=== RAW RECORDS ===

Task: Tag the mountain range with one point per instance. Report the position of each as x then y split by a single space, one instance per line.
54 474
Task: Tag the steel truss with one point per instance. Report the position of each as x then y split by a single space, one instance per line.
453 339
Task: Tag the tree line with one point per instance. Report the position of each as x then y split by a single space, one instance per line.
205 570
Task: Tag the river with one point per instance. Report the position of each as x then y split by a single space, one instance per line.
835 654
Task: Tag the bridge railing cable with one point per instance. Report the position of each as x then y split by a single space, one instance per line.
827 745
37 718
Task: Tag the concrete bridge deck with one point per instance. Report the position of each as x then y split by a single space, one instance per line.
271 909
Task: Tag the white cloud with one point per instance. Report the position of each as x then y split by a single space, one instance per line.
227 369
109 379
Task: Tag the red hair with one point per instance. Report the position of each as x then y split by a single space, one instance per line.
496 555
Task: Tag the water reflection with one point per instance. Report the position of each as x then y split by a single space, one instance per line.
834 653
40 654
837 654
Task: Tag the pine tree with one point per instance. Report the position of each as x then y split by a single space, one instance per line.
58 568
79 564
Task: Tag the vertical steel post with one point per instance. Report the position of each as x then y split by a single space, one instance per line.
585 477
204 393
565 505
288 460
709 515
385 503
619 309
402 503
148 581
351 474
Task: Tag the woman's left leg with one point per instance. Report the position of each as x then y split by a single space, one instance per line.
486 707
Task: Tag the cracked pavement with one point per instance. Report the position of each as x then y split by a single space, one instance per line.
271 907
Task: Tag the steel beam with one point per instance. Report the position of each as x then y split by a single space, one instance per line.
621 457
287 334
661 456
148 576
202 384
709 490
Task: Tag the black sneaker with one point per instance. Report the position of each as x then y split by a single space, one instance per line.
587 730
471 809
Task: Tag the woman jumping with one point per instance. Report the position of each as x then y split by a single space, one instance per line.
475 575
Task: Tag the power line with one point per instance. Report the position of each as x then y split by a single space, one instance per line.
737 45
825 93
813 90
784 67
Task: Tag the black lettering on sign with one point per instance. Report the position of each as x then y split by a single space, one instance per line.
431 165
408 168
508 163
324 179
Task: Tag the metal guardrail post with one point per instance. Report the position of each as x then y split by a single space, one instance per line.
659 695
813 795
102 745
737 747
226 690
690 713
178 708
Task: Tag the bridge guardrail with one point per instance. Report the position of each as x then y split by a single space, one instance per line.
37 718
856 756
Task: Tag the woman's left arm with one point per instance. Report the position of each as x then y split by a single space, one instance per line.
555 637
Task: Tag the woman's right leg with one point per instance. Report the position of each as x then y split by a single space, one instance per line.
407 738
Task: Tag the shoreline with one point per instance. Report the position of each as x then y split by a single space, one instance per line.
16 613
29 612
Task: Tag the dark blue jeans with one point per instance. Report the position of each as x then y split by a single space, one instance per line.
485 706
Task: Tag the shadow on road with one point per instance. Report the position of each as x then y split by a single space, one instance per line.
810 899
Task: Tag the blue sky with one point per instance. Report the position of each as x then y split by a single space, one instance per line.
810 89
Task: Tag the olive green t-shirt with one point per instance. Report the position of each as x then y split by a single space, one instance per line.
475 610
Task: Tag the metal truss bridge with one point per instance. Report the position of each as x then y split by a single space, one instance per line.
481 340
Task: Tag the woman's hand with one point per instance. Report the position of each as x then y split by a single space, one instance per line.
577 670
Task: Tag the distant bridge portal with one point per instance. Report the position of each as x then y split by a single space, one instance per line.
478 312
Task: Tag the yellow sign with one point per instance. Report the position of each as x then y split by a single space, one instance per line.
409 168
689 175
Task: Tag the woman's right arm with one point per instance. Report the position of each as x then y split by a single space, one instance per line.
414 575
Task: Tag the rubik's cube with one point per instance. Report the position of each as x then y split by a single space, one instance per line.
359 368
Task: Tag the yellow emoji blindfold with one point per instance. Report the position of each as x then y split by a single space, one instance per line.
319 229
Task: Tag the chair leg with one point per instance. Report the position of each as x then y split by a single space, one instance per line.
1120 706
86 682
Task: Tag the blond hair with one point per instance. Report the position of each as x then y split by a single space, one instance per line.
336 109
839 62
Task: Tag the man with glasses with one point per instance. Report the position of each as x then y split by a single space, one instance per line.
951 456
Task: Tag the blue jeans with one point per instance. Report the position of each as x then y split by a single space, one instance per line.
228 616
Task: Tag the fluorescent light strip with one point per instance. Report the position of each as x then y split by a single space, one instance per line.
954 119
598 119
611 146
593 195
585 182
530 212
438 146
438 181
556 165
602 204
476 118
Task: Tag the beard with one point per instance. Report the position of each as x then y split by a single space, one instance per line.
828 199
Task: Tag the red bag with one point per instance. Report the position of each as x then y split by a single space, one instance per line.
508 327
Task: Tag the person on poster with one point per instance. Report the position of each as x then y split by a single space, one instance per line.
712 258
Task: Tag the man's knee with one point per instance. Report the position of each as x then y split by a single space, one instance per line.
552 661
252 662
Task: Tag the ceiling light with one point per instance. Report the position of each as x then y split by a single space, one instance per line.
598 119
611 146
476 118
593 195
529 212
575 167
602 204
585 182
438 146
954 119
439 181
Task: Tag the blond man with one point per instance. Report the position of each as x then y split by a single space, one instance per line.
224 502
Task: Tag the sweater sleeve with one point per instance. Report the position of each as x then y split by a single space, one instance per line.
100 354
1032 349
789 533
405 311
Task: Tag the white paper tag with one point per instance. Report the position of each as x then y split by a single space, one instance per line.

===

_GIVEN TASK_
Using the material above, reproduce exactly the line that contains "Task: Tag the chair" and all lines after it through the last one, and only those.

_ANSWER TO THE PROBLEM_
Task: Tag the chair leg with one point per instance. Report the position of each as x then y split by a single space, one instance per line.
1120 706
86 682
Task: Tag the blond hair with one point per instance. Report the position of each as x then y split by a single space, one instance per line.
336 109
839 62
Task: Tag the man with glasses with one point per instance. Report the position of each as x then y split by a single space, one instance per line.
951 456
Task: Tag the blue jeans with one point per instance. Report the position of each as x then y split by a single space, one instance per line.
228 616
Task: Tag the fluorescent light strip with one point per instance. Report the position of each as x then y split by a single space, one instance per line.
954 119
598 119
611 146
593 195
585 182
530 212
438 146
438 181
556 165
602 204
476 118
Task: Tag the beard with one point per instance. Report the position of each as x then y split by a single space, one instance per line.
828 199
Task: Tag the red bag with one point per instance. Report the position of each as x then y split by a single space, one instance per line.
508 327
Task: Tag the person on poster with one point per instance. Report the position of each as x then y split by a single space, one instance per line.
712 258
Task: Tag the man's knee with one point per instance. Report the position of each as x then y split by a single space, one instance per line.
552 661
252 662
Task: Tag the ceiling light with one point per instance. Report the position of each as x then y split by a single space, one instance per line.
598 119
611 146
476 118
593 195
529 212
575 167
602 204
585 182
438 146
954 119
439 181
Task: Tag the blond man with one point per instance. Report the position of each as x then y split by a single space, one instance per line.
224 502
Task: Tag the sweater sleeve with one point per instance. Report the position of each as x then y split by a single space, one instance per line.
100 354
1032 349
789 533
405 311
Task: Tag the white paper tag with one point per instance. Report the position of each as x then y split by a single space, one instance per line.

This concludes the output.